* [SHORT EXERCISE]: Copy the data below line for line, changing nothing, and leave out the pictures.

* [INFORMATION SHOWN]:
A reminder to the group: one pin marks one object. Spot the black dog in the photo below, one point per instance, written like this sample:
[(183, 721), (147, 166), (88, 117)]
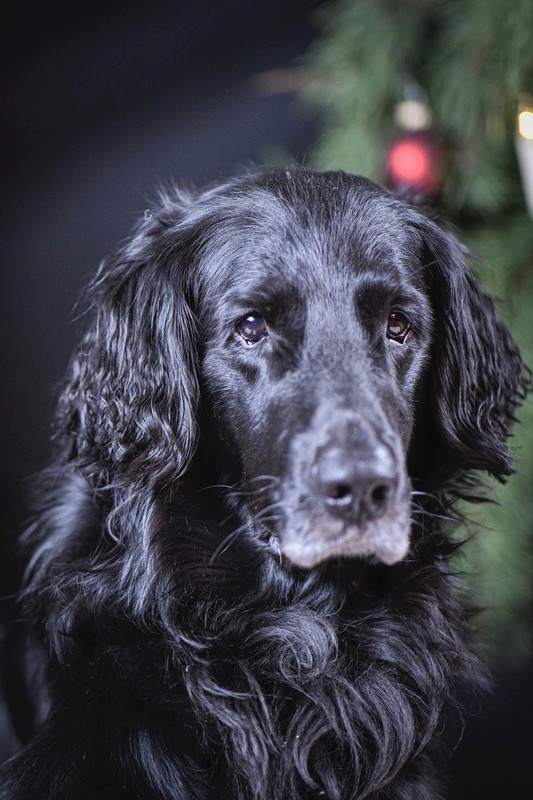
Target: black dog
[(239, 575)]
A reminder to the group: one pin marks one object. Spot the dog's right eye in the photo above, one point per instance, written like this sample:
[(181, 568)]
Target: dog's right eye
[(252, 329)]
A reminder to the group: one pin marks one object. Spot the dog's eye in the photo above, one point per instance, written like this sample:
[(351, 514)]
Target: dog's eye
[(252, 328), (398, 326)]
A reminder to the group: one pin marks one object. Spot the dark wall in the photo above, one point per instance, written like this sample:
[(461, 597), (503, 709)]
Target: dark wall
[(104, 100)]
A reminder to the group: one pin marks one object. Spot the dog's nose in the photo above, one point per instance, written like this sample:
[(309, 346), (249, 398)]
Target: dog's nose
[(353, 488)]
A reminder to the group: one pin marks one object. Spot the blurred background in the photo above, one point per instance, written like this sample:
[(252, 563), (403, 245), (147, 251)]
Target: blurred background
[(103, 100)]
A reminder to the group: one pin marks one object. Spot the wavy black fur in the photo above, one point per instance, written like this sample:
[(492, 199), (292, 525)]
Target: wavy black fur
[(201, 627)]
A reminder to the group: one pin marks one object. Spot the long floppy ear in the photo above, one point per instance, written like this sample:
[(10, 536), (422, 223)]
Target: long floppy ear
[(478, 377), (130, 405)]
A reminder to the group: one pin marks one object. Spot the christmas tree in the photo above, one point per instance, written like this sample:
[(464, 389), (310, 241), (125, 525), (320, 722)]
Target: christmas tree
[(425, 95)]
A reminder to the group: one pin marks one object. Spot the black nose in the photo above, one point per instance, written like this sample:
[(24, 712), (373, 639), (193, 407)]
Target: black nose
[(352, 488)]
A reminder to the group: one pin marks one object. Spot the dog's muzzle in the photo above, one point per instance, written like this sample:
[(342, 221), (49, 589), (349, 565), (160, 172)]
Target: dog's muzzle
[(348, 494)]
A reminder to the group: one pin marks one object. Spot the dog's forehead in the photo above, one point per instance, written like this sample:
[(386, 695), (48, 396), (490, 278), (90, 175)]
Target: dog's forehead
[(298, 231)]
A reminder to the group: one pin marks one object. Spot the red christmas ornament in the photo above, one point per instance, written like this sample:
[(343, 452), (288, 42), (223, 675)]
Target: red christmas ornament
[(415, 166)]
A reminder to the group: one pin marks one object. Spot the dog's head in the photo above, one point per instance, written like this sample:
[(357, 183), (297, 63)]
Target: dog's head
[(326, 334)]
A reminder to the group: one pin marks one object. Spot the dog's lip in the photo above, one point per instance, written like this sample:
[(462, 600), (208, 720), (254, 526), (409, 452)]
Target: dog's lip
[(386, 540)]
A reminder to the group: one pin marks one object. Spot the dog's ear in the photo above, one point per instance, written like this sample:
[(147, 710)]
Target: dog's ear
[(478, 377), (129, 408)]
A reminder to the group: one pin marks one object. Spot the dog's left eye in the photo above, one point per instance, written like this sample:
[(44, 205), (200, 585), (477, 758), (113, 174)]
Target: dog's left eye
[(252, 328), (398, 326)]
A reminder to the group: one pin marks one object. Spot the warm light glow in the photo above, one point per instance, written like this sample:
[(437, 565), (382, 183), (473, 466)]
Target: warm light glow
[(525, 124)]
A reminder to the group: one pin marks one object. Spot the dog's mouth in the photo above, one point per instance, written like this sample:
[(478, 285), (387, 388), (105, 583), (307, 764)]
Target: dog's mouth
[(385, 540)]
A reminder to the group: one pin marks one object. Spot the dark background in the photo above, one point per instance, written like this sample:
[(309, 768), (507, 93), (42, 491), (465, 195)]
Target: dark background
[(102, 100)]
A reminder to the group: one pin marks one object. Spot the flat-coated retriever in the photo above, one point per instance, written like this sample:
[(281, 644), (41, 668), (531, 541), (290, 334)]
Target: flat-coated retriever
[(239, 575)]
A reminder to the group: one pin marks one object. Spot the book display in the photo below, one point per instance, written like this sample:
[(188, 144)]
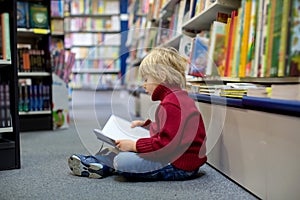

* [EXPECTED OUTPUT]:
A reminder to the group: one pin marks one object. Spot the black dog in the photo below, one point per instance, written like this sample:
[(183, 721), (147, 166), (88, 117)]
Target: black dog
[(239, 575)]
A reminder to the group: one pin marks one object. Spot the dog's right eye in the photo above, one point per instance, written like this sample:
[(181, 568)]
Target: dog's right eye
[(252, 329)]
A reminder to the group: one pin marks one object. Spot the dog's eye in the photo above, one point per instance, written like this sample:
[(351, 514)]
Target: dog's eye
[(252, 328), (398, 326)]
A reminder to the group: one pin marks one object. Spot the dark wall in the photo above, one point per instance, written like this sample:
[(461, 597), (503, 709)]
Target: dark wall
[(104, 100)]
A reminder to the group: one pin marks one object. Spot the dog's nose in the photo above, one point per instance, written like this sample:
[(309, 346), (249, 398)]
Target: dog's nose
[(353, 488)]
A reminder to the group: one pin marks one object. Spot the blurred background in the photo above, one point per instance, written like this sample:
[(252, 563), (403, 245), (147, 251)]
Target: blurred background
[(103, 100)]
A reminder to the group: one pin marks one object. Spot the wavy black fur in the photo above, one point per instance, written like this sample:
[(492, 199), (292, 525)]
Target: wavy black fur
[(201, 627)]
A reminder to the group: one pin marks one object. Spot the long floppy ear in the photo above, one point per instance, written like this sample:
[(10, 536), (422, 223)]
Target: long floppy ear
[(478, 377), (130, 405)]
A reminder to the group: one pin marks one object. Spot the christmas tree in the photo above, one point per instance, written like this sample:
[(464, 389), (310, 241), (125, 525), (320, 722)]
Target: christmas tree
[(425, 95)]
A reminder to the group: one pin marks one object. Spot the black nose in the photo above, one point per instance, written like this sample:
[(24, 712), (373, 639), (193, 407)]
Target: black nose
[(352, 488)]
A reminder to the group: one pin marks one object. Spot the dog's muzzle in the photo above, one point per instance, written like this sample:
[(342, 221), (49, 589), (349, 565), (160, 172)]
Target: dog's muzzle
[(348, 494)]
A reminder to the group: one pin marks one object. Spot the dog's forehead in the photo above, one point per instance, written like this sample:
[(386, 695), (48, 396), (490, 278), (90, 175)]
Target: dog's forehead
[(298, 231)]
A reminder to the group: one pin marks one object. Spot the red christmas ornament in the photo above, one point per instance, written like this sample:
[(343, 452), (288, 42), (223, 675)]
Target: red christmas ornament
[(415, 166)]
A reminder to the group: one pin marks one object. Spot the dog's head in the photo above, one point per instance, written like this sample:
[(357, 183), (297, 63)]
Target: dog's head
[(326, 334)]
A reminder to the group: one pin marks one object. Spot the dog's lip in the photo above, one point per instance, written like this sample:
[(462, 600), (208, 720), (254, 526), (409, 452)]
Target: dog's lip
[(386, 540)]
A reminder to the group: one pin marks one object. Spot the dog's ear in the photo above, one point per instance, written like this sample:
[(147, 710)]
Target: dog's ear
[(478, 377), (129, 408)]
A reminder to the group: one pin marks one object. Spot the dog's left eye in the photo above, one point per instance, written like this sample:
[(44, 205), (200, 585), (477, 758), (113, 174)]
Target: dog's left eye
[(252, 328), (398, 326)]
A reminder to the group: one pin marks one object. Spot the warm light glow in the photo above, one point per instance, written like this sample:
[(437, 565), (382, 183), (473, 466)]
Target: warm light glow
[(525, 124)]
A reminder to the group: one pin marks one object. Spot the dog's mouth in the photo above, one point per instance, written like this sample:
[(478, 285), (387, 388), (105, 583), (307, 764)]
Target: dog's mouth
[(385, 540)]
A reminder to the group: one pin marks one object. Spot the dark background in the photo above, one point per instance, written like this sample:
[(309, 768), (507, 93), (42, 491), (465, 195)]
Target: dark background
[(102, 100)]
A reminder to the group: one pin marks one object. Spot the flat-coated retriever in the photo above, one point per instance, written like this sample:
[(281, 644), (41, 668), (531, 541), (290, 334)]
Target: flat-coated retriever
[(239, 575)]
A reminder to the group: one pin marks one object. Spot the book display in the photo below, one point per instance, written like this sample:
[(188, 144)]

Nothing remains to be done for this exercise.